## What you should do
Edit the listing below so that every "instance" becomes "occurrence", and leave everything else unchanged.
++++++++++
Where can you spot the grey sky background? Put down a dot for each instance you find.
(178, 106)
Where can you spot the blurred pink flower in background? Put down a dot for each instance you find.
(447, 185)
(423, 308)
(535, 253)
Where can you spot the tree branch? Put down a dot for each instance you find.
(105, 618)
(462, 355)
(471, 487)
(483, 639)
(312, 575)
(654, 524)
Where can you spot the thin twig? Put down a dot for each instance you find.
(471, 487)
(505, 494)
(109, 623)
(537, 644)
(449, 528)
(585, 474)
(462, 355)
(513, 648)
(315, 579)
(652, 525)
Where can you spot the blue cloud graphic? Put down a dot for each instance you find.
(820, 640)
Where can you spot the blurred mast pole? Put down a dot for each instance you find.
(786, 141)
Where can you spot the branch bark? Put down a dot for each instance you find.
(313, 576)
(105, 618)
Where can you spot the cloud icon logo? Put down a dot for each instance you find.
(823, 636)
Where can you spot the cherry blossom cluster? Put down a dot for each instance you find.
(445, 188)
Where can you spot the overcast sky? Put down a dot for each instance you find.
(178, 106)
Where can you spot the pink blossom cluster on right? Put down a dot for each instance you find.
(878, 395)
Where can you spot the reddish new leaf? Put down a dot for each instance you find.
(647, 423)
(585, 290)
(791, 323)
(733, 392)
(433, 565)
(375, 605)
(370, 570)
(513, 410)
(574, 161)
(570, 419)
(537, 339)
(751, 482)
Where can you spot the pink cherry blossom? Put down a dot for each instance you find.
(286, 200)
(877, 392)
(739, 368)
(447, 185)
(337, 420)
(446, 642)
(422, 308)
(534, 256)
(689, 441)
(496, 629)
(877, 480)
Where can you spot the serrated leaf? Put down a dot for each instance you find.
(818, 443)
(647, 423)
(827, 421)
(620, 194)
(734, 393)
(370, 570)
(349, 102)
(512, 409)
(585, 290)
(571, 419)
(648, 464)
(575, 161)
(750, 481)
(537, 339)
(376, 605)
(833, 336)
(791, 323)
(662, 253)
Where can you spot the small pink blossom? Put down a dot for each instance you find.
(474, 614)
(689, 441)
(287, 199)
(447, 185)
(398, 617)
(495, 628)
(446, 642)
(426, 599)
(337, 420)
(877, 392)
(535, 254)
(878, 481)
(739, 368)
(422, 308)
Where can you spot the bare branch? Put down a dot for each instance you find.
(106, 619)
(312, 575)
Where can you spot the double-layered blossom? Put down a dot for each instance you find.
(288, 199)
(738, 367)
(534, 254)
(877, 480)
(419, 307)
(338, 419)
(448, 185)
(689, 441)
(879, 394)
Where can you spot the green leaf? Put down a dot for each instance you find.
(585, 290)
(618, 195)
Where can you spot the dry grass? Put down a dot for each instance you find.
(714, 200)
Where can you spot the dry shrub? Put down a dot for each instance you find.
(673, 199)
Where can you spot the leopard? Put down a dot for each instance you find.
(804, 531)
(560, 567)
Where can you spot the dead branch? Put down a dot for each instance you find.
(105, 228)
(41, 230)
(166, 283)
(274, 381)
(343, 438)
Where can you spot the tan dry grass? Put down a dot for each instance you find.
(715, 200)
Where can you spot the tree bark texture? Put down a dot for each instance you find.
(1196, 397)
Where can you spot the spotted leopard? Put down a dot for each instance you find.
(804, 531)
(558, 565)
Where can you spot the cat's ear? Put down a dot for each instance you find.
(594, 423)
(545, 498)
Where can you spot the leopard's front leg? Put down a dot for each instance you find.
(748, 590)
++++++++++
## Task response
Where can you spot the grey sky background? Put down a dot for each occurrence you find.
(178, 106)
Where can you spot the blurred pink flower in background? Put down a dot for each occurrence you find.
(447, 185)
(423, 308)
(535, 253)
Where can you spot the tree branch? Put down a dot for each occurrence you find.
(105, 618)
(462, 355)
(471, 487)
(483, 639)
(312, 575)
(654, 524)
Where can you spot the thin twig? Put down a dot for each occurrence you find.
(471, 487)
(505, 494)
(109, 623)
(537, 644)
(449, 528)
(585, 474)
(462, 355)
(513, 648)
(315, 579)
(652, 525)
Where can you spot the blue cloud graphic? Put down a dot for each occurrence you find.
(820, 640)
Where can you spot the blurred mast pole? Put down a dot for each occurrence you find.
(786, 141)
Where can you spot the branch bark? Put down a dot for each occurrence you find.
(313, 576)
(105, 618)
Where can you spot the cloud icon logo? Put down a dot for each occurrence you find.
(823, 636)
Where can you spot the cherry blossom cluster? Put down a dot for each occurrence you find.
(445, 188)
Where can you spot the overcast sky? Put down a dot for each occurrence you find.
(178, 106)
Where can you spot the pink blossom cluster on right? Put down a dot for each occurrence you find.
(878, 395)
Where can you spot the reddish new leaf? Put down a dot for each occurrence you find.
(647, 423)
(585, 290)
(791, 323)
(733, 392)
(433, 565)
(375, 605)
(370, 570)
(513, 410)
(574, 161)
(570, 419)
(537, 339)
(751, 482)
Where can you spot the pink cherry blossom? Put down a dot for each occurrence you find.
(286, 200)
(877, 392)
(739, 368)
(447, 185)
(337, 420)
(446, 642)
(422, 308)
(534, 256)
(689, 441)
(496, 629)
(877, 480)
Where can you spot the serrated leaf? Put down a dot for each occurrence you find.
(818, 443)
(647, 423)
(827, 421)
(620, 194)
(734, 393)
(370, 570)
(349, 102)
(512, 409)
(585, 290)
(571, 419)
(648, 464)
(575, 161)
(750, 481)
(537, 339)
(376, 605)
(833, 336)
(791, 323)
(662, 253)
Where can you spot the small pink blossom? Put down a dot for each occurrence you find.
(474, 614)
(689, 441)
(287, 199)
(447, 185)
(398, 617)
(495, 628)
(446, 642)
(426, 599)
(337, 420)
(877, 392)
(535, 254)
(878, 481)
(739, 368)
(422, 308)
Where can you spot the bare branch? Put down a dot for each occurrence you find.
(106, 619)
(312, 575)
Where can you spot the double-layered blossom? Put down a dot for each occurrence you find.
(288, 199)
(738, 367)
(534, 254)
(877, 480)
(419, 307)
(338, 419)
(448, 185)
(689, 441)
(879, 394)
Where can you spot the green leaf? Put down a dot for each occurrence you find.
(585, 290)
(618, 195)
Where can you spot the dry grass? Put down a dot for each occurrence you find.
(714, 200)
Where can you spot the dry shrub? Put down a dot for each occurrence you find.
(673, 199)
Where can you spot the leopard? Put down a dot for each occurrence you find.
(804, 531)
(560, 567)
Where can you spot the dead branch? Put down a dot for each occurrence you find.
(105, 228)
(41, 230)
(166, 283)
(274, 381)
(343, 438)
Where can you spot the tan dry grass? Put down a dot for each occurrence you find.
(715, 200)
Where can you spot the tree bark texture? Put down a dot for each occurrence you find.
(1196, 397)
Where can you spot the spotted leopard? Put down a dot for each occurrence you find.
(804, 531)
(558, 565)
Where can you spot the cat's ear? Put down a dot for each occurrence you find.
(594, 423)
(545, 498)
Where can you spot the leopard's front leg? Put down a dot for each occurrence you find.
(748, 590)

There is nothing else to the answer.